═════ ITEMS
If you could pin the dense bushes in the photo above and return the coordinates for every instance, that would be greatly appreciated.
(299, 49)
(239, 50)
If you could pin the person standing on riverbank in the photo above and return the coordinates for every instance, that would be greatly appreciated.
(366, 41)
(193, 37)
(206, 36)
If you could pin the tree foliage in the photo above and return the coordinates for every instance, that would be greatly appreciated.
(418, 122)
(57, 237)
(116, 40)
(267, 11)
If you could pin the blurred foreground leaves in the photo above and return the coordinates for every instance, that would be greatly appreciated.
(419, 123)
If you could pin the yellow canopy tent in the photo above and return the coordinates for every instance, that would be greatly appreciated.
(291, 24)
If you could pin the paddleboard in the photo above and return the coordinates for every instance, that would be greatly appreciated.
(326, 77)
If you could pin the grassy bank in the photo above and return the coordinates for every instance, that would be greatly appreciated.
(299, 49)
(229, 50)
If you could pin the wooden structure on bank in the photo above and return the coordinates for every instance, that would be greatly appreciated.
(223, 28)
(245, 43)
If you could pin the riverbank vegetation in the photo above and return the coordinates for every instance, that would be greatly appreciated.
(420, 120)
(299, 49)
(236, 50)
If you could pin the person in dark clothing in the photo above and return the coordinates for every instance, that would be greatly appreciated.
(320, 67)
══════════
EXERCISE: Lay out every line of the entries above as a Markdown table with the columns "Row" and "Entry", numbering each line and leaving out blank lines.

RESULT FOR THIS TASK:
| Row | Entry |
|---|---|
| 1 | If you could pin the dense bushes in the photo above and return the coordinates for every instance, that would be greatly appreciated. |
| 2 | (299, 49) |
| 3 | (239, 50) |
| 4 | If you could pin the person standing on riverbank in the photo above and return the coordinates for every instance, that would be greatly appreciated. |
| 5 | (366, 41) |
| 6 | (193, 37) |
| 7 | (206, 36) |
| 8 | If you could pin the tree foliage in the photo above and return the coordinates for every instance, that would be greatly appreciated. |
| 9 | (418, 122) |
| 10 | (57, 237) |
| 11 | (116, 40) |
| 12 | (267, 11) |
| 13 | If you could pin the blurred foreground leaves in the photo above and return the coordinates for every instance, that would be greatly appreciated. |
| 14 | (419, 123) |
| 15 | If you could pin the yellow canopy tent in the photo above and return the coordinates for every instance, that would be greatly appreciated. |
| 16 | (291, 24) |
| 17 | If you could pin the paddleboard in the photo above and return the coordinates for every instance, that would be greatly appreciated. |
| 18 | (326, 77) |
| 19 | If you could pin the grassy bank in the photo above and return the coordinates for every instance, that would be greatly appreciated. |
| 20 | (299, 49) |
| 21 | (229, 50) |
| 22 | If you could pin the wooden structure on bank in the photo above and return the coordinates for every instance, that would be greatly appreciated. |
| 23 | (223, 28) |
| 24 | (245, 43) |
| 25 | If you could pin the riverbank vegetation in the photo above and return the coordinates for every instance, that would be greatly appreciated. |
| 26 | (420, 120) |
| 27 | (299, 49) |
| 28 | (236, 50) |
| 29 | If you could pin the person in dark clothing in the photo above and return the coordinates for every instance, that would be greatly appreciated. |
| 30 | (320, 67) |